### Problem description:
Pick out each line of the material below that contains the word "bowl", and copy those lines.

### Data supplied:
********
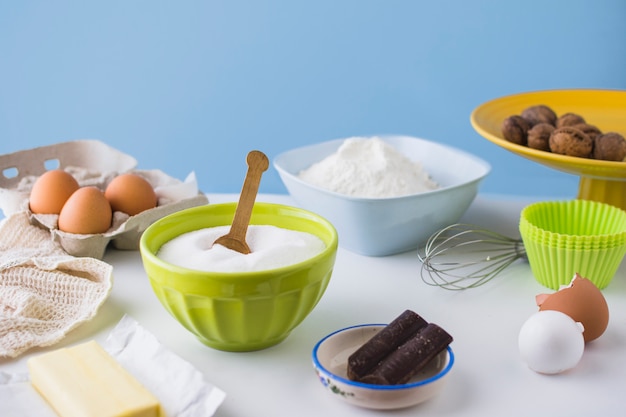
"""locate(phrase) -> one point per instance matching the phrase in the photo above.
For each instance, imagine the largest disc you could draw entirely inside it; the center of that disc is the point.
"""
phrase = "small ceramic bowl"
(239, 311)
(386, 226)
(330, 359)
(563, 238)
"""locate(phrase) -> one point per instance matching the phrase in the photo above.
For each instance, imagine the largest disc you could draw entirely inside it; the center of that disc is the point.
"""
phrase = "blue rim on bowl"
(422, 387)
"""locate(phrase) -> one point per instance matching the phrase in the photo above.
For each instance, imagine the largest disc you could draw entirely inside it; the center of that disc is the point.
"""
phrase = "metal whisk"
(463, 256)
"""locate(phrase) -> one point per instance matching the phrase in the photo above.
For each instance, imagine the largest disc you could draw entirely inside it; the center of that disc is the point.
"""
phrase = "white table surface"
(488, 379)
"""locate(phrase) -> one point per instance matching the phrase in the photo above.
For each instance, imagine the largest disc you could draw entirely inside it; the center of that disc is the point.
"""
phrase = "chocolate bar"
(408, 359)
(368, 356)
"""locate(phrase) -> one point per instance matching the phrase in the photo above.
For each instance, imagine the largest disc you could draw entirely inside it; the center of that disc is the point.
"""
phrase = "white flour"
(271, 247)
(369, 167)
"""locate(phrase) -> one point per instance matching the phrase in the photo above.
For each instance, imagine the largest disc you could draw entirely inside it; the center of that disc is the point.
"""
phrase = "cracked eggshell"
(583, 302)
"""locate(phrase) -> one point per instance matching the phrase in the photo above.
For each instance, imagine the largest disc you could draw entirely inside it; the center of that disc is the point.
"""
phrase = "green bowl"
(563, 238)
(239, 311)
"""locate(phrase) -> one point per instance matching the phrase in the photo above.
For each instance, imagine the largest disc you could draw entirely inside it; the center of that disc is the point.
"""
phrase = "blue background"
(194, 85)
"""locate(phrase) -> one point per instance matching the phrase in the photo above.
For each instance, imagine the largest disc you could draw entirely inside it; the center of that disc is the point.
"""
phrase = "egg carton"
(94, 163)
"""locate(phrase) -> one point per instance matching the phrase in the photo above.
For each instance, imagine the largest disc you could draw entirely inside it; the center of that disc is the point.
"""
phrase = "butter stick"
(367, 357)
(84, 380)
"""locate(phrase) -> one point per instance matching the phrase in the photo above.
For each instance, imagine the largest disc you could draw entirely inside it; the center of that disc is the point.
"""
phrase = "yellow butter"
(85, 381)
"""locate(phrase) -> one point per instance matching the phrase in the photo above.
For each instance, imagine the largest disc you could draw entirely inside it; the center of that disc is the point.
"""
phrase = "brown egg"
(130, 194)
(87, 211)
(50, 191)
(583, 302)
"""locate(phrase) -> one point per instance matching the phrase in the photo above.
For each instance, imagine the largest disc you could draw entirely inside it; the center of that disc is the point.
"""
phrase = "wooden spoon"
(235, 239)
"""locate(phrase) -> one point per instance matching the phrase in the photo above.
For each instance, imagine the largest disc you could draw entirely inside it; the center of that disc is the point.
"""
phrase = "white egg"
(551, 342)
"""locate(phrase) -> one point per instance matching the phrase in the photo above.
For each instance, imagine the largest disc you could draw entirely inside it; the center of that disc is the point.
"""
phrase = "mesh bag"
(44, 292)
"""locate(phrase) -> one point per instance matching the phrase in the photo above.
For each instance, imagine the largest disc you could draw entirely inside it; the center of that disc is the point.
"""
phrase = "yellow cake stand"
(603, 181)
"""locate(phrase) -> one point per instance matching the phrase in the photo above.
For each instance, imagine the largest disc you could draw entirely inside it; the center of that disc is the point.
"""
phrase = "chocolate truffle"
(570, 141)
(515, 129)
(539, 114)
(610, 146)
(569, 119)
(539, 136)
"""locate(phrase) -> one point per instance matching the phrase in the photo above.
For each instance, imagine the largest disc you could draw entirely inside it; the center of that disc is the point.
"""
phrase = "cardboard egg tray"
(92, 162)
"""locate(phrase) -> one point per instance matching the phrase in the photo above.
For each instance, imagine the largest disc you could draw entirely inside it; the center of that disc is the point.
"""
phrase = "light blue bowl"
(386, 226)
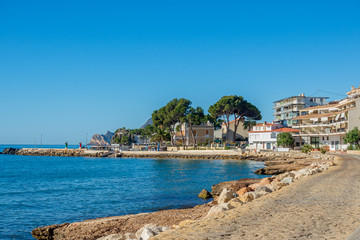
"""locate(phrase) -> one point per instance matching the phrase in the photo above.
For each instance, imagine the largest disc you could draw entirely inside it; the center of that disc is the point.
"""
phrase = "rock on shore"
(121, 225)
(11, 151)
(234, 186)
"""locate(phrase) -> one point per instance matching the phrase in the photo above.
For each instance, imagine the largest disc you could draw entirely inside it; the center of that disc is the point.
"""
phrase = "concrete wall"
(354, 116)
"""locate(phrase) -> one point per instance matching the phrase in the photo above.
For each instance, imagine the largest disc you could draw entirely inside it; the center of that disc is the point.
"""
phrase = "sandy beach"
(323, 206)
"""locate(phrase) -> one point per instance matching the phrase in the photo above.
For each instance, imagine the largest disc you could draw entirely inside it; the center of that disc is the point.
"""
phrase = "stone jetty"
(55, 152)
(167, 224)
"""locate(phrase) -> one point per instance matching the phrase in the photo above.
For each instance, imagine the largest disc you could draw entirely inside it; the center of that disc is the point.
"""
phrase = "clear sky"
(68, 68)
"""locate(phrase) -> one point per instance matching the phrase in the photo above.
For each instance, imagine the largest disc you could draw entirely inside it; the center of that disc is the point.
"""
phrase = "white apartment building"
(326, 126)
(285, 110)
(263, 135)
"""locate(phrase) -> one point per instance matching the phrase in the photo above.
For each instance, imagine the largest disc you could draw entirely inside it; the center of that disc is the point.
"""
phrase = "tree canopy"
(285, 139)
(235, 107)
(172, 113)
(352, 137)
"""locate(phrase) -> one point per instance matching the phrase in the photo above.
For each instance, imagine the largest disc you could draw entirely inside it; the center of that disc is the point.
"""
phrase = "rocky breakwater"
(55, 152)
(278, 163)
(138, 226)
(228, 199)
********
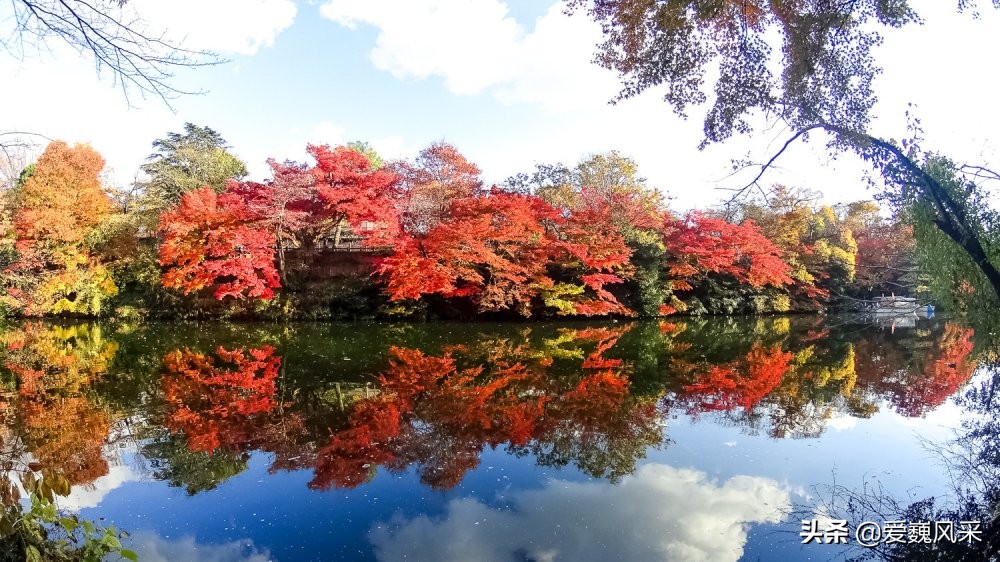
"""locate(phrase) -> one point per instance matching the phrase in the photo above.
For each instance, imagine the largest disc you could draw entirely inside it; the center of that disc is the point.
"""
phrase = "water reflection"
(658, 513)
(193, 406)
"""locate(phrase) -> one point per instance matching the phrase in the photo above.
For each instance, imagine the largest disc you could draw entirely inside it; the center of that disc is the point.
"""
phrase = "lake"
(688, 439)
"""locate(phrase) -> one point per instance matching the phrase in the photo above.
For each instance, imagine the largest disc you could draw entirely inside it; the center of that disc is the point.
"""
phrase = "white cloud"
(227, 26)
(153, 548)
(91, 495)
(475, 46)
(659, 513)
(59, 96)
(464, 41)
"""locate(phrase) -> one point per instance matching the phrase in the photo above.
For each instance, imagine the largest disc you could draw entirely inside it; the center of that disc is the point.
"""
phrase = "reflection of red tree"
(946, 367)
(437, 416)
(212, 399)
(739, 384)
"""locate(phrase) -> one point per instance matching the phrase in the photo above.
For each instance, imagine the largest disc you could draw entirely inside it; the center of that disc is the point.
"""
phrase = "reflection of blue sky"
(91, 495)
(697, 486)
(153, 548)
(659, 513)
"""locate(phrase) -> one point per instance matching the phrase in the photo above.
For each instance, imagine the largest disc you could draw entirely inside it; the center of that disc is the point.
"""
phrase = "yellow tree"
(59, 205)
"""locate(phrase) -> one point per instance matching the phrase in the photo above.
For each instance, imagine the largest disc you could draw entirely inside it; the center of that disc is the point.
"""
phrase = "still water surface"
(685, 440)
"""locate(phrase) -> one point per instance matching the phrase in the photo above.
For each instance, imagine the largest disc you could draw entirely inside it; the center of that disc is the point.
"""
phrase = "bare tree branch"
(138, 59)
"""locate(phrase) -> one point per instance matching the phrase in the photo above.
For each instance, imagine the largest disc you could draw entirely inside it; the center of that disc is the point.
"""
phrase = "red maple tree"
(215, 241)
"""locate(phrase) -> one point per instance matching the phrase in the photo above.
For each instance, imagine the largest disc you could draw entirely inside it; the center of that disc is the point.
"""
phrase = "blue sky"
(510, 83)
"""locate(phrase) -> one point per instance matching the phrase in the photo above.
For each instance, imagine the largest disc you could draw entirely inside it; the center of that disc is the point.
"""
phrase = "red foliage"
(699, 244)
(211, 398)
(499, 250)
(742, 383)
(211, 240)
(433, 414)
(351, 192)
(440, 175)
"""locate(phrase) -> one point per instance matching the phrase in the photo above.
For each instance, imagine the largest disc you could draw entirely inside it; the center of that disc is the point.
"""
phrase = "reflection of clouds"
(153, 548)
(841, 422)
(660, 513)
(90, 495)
********
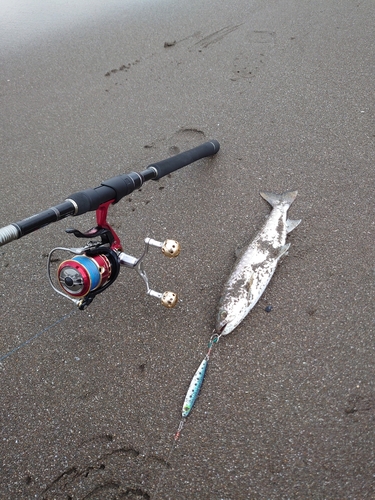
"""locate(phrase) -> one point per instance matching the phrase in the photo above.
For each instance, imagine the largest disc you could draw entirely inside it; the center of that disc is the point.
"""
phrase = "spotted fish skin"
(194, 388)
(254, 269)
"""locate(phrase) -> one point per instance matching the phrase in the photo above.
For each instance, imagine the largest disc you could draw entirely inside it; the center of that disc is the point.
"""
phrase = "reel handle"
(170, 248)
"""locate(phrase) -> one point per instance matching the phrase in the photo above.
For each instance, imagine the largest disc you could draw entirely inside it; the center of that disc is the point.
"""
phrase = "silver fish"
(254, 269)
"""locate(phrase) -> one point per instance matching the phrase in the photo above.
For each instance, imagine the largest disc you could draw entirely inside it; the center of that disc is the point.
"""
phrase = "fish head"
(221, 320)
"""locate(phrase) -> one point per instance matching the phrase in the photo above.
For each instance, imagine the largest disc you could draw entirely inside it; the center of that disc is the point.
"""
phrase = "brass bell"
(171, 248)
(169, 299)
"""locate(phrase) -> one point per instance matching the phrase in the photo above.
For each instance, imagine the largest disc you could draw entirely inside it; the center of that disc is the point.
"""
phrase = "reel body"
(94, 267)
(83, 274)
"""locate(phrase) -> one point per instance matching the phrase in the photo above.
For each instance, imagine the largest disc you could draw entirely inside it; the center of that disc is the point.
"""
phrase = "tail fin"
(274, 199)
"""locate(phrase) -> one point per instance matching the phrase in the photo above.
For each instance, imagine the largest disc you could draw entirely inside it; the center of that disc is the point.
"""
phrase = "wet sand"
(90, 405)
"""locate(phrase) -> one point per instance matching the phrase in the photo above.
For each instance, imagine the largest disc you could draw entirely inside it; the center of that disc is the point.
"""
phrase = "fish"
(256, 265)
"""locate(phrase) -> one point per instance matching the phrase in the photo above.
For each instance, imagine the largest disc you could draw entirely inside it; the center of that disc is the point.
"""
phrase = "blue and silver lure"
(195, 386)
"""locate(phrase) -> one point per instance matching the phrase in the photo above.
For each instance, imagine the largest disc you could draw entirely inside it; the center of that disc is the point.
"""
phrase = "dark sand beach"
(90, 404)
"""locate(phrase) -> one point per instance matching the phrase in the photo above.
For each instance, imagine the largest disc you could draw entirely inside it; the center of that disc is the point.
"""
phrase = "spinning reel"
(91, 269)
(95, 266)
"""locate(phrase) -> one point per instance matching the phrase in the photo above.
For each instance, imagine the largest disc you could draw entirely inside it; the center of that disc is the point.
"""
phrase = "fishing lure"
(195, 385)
********
### Exercise output:
phrase = "small ceramic bowl"
phrase = "blue rim on bowl"
phrase = "green bowl"
phrase = "light blue bowl"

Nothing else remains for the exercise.